-- START Material shown --

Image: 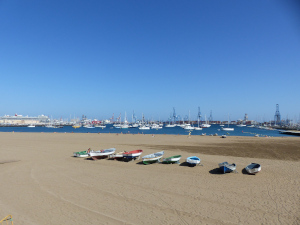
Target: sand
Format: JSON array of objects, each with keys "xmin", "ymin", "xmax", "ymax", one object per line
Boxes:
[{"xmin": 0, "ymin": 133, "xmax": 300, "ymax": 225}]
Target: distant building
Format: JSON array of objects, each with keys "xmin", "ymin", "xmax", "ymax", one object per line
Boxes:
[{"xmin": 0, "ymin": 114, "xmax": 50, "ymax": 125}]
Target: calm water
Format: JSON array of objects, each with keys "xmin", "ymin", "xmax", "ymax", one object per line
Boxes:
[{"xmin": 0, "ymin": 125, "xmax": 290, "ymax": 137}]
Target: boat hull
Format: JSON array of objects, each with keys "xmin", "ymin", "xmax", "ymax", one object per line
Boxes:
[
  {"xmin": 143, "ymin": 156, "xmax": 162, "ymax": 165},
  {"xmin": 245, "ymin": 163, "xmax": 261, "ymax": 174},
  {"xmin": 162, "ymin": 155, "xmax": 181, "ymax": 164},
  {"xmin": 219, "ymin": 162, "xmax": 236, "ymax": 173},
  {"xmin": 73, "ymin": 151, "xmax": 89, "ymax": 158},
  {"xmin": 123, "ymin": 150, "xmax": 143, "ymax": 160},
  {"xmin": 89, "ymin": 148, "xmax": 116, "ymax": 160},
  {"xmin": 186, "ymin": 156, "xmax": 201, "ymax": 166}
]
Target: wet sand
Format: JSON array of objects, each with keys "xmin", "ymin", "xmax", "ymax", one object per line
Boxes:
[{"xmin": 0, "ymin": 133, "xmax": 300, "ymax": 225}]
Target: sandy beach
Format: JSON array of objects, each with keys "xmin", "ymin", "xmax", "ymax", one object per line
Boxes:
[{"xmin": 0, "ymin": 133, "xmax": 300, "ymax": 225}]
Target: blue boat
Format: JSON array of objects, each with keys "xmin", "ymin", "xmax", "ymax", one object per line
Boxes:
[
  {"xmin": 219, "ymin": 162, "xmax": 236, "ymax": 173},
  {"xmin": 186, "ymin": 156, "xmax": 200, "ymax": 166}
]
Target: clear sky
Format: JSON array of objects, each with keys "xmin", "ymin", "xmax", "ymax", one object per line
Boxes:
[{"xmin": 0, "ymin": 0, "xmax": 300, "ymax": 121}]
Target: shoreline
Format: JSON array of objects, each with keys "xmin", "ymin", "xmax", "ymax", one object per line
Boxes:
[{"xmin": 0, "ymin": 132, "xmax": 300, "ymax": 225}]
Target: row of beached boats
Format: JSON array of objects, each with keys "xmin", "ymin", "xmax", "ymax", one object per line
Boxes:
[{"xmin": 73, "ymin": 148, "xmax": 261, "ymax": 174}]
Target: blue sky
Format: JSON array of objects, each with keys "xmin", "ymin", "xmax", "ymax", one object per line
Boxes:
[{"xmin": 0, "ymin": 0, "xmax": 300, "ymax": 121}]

-- END Material shown --

#### Aim of the task
Lay out every line of the rows above as a JSON list of strings, one string per line, skipping blank lines. Leave the pictures out.

#### Final answer
[
  "Image: ",
  "Target: sand",
  "Format: JSON array of objects, each with keys \"xmin\", \"ymin\", \"xmax\", \"ymax\", one object per line",
  "Boxes:",
  "[{\"xmin\": 0, \"ymin\": 133, \"xmax\": 300, \"ymax\": 225}]",
  "Target: distant building",
  "Format: JSON array of objects, each with keys \"xmin\", \"ymin\", \"xmax\", \"ymax\", one object per line",
  "Boxes:",
  "[{\"xmin\": 0, \"ymin\": 114, \"xmax\": 50, \"ymax\": 125}]",
  "Target: calm water",
  "Format: JSON array of objects, each with keys \"xmin\", \"ymin\", \"xmax\", \"ymax\", one object per line",
  "Boxes:",
  "[{\"xmin\": 0, \"ymin\": 125, \"xmax\": 290, \"ymax\": 137}]",
  "Target: boat hull",
  "Format: JSON array of objects, each with keys \"xmin\", \"ymin\", \"xmax\", \"ymax\", one object per line",
  "Boxes:",
  "[",
  "  {\"xmin\": 143, \"ymin\": 156, \"xmax\": 162, \"ymax\": 165},",
  "  {\"xmin\": 245, \"ymin\": 163, \"xmax\": 261, \"ymax\": 174},",
  "  {\"xmin\": 162, \"ymin\": 155, \"xmax\": 181, \"ymax\": 164},",
  "  {\"xmin\": 219, \"ymin\": 162, \"xmax\": 236, \"ymax\": 173},",
  "  {\"xmin\": 73, \"ymin\": 151, \"xmax\": 89, \"ymax\": 158},",
  "  {\"xmin\": 123, \"ymin\": 150, \"xmax\": 143, \"ymax\": 160},",
  "  {\"xmin\": 89, \"ymin\": 148, \"xmax\": 116, \"ymax\": 160},",
  "  {\"xmin\": 186, \"ymin\": 156, \"xmax\": 201, \"ymax\": 166}",
  "]",
  "Target: wet sand",
  "Format: JSON array of objects, each with keys \"xmin\", \"ymin\", \"xmax\", \"ymax\", one object per line",
  "Boxes:",
  "[{\"xmin\": 0, \"ymin\": 133, \"xmax\": 300, \"ymax\": 225}]",
  "Target: sandy beach",
  "Format: JSON array of objects, each with keys \"xmin\", \"ymin\", \"xmax\", \"ymax\", one object per line",
  "Boxes:",
  "[{\"xmin\": 0, \"ymin\": 133, \"xmax\": 300, \"ymax\": 225}]",
  "Target: blue boat",
  "Format: JSON array of objects, each with keys \"xmin\", \"ymin\", \"xmax\", \"ymax\", one object per line",
  "Boxes:",
  "[",
  "  {\"xmin\": 219, \"ymin\": 162, \"xmax\": 236, \"ymax\": 173},",
  "  {\"xmin\": 186, \"ymin\": 156, \"xmax\": 200, \"ymax\": 166}",
  "]",
  "Target: clear sky",
  "Format: JSON array of objects, each with keys \"xmin\", \"ymin\", \"xmax\", \"ymax\", one object per line",
  "Boxes:",
  "[{\"xmin\": 0, \"ymin\": 0, \"xmax\": 300, \"ymax\": 121}]",
  "Target: shoreline",
  "Format: JSON array of objects, each with keys \"xmin\", \"ymin\", \"xmax\", \"ymax\", one object per line",
  "Boxes:",
  "[{\"xmin\": 0, \"ymin\": 132, \"xmax\": 300, \"ymax\": 225}]",
  "Target: row of beached boats",
  "Format: JSON array of objects, each with keys \"xmin\", \"ymin\", \"xmax\", \"ymax\", one object per line",
  "Boxes:",
  "[{\"xmin\": 73, \"ymin\": 148, \"xmax\": 261, \"ymax\": 174}]",
  "Target: blue sky",
  "Format: JSON array of objects, each with keys \"xmin\", \"ymin\", \"xmax\", \"ymax\", one object per line",
  "Boxes:",
  "[{\"xmin\": 0, \"ymin\": 0, \"xmax\": 300, \"ymax\": 121}]"
]